* _Written instruction_
From the data below, extract every line that contains the string "blue", treating uppercase and lowercase letters as different.
>> begin
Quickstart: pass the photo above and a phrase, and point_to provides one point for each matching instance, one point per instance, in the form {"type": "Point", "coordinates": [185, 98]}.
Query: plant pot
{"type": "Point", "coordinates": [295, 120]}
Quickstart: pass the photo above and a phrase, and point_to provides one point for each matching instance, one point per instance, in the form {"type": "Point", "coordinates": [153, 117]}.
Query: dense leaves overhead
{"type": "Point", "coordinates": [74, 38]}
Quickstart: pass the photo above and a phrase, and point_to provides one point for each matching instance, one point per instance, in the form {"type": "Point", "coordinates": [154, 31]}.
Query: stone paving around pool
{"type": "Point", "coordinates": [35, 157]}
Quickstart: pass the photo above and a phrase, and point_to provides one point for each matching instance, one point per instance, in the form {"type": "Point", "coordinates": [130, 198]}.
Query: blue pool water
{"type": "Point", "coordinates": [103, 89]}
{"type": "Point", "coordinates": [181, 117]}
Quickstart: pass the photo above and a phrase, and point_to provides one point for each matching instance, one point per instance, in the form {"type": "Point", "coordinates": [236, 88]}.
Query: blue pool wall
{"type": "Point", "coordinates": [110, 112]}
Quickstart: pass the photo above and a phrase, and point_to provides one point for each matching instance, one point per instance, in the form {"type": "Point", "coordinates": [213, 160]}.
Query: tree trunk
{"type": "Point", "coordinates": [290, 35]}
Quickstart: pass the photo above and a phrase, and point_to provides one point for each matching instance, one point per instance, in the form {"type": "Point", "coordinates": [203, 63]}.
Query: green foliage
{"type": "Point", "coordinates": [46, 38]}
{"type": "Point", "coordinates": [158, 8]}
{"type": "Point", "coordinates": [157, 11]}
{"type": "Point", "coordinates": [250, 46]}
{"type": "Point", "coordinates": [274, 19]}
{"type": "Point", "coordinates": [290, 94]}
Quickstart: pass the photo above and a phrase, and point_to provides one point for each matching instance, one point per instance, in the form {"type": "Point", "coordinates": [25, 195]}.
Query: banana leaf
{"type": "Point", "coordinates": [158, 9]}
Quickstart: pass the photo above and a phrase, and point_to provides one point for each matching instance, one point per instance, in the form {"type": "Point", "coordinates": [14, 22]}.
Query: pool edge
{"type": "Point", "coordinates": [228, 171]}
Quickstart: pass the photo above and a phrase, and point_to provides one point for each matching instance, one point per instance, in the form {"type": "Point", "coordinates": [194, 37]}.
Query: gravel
>> end
* _Response_
Query: blue pool water
Query: blue pool wall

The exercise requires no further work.